Source extract:

Bruce Campbell (born May 25, 1988) is a former American football offensive tackle. He was drafted by the Oakland Raiders in the fourth round of the 2010 NFL Draft. He played college football at Maryland. He is the son of the late former Providence College basketball great Bruce "Soup" Campbell. 

He has also been a member of the Carolina Panthers, New York Jets, Toronto Argonauts, and Saskatchewan Roughriders.

Early years
Campbell originally attended Hyde Leadership School in New Haven, Connecticut, where he was a four-year letterman and never missed a game during his career. He played defensive end all four years and started at that spot and offensive tackle his last two years. Campbell had 50 tackles, including 4.5 quarterback sacks, while blocking two PATs and one punt as a junior, and recorded 70 tackles, including six sacks, two forced fumbles and one fumble recovery his senior season in 2005. He subsequently earned PrepStar All-American honors.

Considered a four-star recruit by Rivals.com, Campbell was ranked as the No. 17 offensive tackle prospect in 2006. He chose Maryland over Michigan State, Nebraska, and Virginia. However, before enrolling at Maryland, Campbell spent a preparation year at Hargrave Military Academy.

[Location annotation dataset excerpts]

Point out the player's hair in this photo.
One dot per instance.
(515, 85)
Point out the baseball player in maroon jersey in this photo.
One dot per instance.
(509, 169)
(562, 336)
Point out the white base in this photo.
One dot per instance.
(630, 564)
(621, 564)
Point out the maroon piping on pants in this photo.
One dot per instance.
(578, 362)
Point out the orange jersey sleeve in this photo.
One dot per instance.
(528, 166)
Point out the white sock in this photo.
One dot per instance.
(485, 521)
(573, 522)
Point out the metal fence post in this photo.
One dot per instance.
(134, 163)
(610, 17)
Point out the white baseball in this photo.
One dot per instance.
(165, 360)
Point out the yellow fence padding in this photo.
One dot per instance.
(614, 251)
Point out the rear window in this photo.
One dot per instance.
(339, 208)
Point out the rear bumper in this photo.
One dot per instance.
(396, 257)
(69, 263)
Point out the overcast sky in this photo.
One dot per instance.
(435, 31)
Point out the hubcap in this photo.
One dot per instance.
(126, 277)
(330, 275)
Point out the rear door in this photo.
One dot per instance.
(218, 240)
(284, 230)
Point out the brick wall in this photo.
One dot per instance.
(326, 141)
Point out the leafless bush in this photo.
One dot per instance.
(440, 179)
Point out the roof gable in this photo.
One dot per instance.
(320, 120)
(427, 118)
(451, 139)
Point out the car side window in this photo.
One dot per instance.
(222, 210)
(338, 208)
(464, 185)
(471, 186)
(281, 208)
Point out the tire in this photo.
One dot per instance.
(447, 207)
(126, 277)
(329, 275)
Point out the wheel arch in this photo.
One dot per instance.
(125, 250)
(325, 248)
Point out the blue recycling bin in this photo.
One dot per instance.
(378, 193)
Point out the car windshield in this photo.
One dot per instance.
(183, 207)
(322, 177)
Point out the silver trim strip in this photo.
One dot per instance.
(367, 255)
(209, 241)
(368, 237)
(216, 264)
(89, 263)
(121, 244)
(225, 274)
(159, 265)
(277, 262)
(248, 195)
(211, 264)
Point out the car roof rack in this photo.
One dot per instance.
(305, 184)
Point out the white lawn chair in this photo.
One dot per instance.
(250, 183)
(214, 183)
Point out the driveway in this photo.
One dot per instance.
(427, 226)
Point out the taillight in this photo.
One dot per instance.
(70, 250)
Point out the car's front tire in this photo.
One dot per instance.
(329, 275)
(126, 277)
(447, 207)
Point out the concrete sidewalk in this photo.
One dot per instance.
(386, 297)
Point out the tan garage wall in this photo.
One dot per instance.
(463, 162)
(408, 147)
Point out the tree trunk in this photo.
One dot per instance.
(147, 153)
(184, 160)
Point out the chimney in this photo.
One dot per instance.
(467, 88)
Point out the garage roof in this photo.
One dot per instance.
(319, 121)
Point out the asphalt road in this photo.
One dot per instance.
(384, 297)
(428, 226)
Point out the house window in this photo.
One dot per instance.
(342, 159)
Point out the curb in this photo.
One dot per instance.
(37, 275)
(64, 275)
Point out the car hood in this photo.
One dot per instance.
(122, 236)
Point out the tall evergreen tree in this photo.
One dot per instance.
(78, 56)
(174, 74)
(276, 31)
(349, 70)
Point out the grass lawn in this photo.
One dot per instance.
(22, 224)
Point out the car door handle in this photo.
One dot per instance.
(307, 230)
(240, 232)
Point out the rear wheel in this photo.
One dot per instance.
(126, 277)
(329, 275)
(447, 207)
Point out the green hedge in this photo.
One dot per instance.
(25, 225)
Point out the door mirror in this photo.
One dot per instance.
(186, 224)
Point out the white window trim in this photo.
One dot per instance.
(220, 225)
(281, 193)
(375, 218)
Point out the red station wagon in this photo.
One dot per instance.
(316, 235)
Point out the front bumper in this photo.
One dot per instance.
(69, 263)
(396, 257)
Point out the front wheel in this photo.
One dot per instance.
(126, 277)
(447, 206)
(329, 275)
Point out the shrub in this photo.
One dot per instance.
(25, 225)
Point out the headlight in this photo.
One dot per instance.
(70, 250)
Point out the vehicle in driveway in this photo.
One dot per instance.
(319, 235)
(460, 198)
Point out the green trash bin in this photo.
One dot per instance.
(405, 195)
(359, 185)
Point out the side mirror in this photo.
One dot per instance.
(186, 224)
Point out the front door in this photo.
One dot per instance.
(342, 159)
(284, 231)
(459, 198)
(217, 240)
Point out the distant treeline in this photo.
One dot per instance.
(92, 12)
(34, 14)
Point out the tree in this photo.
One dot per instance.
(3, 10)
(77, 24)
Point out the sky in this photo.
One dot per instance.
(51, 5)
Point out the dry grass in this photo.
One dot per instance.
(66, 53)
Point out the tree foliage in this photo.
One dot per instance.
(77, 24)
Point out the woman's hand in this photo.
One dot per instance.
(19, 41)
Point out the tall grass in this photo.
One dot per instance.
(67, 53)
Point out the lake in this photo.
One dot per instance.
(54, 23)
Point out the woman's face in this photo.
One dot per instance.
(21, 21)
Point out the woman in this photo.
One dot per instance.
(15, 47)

Exercise requirements:
Continue the Bruce Campbell biography from the point where it stops. The data is unrelated to the task that comes after it.

Answer to the task:
College career
In his true freshman season at Maryland in 2007, Campbell appeared in five games at left tackle, including one start against Clemson when injuries hit the Terrapins' offensive line.

Campbell played in all 13 games in 2008, and saw action as a reserve at left tackle in the first six contests before starting at that spot the last seven. He was part of an offensive line that enabled Da'Rel Scott (1,133) to become the seventh Terp back, and first since Chris Downs in 2002, to gain over 1,000 rushing yards. In week 7 of the season, Campbell earned ACC Lineman of the Week honors for his performance against Wake Forest.

Professional career
On December 18, 2009, Campbell announced his decision to enter the 2010 NFL Draft.

Oakland Raiders
Campbell was selected by the Oakland Raiders in the fourth round (106th overall) of the 2010 NFL Draft, despite many draft analysts, such as Mel Kiper Jr. and Scott Wright, who thought he would be selected in the top 10. He was reunited with former Maryland teammate Darrius Heyward-Bey. Before training camp started former head coach Tom Cable moved Campbell inside to play right guard on the Raiders' offensive line. On July 21, 2011, Campbell confirmed that he would be moving back outside to play his native position offensive tackle on the Raiders' offensive line under former head coach Hue Jackson's power blocking scheme. He never started any of his 14 games with Oakland.

Carolina Panthers
Campbell was acquired by the Carolina Panthers on March 30, 2012 in a trade that sent RB Mike Goodson to the Oakland Raiders. On August 24, 2013, he was waived/injured by the Panthers.

Washington Redskins
On March 12, 2014, Campbell signed a one-year deal with the Washington Redskins. However, his deal was voided on March 13, 2014 after he failed his team physical.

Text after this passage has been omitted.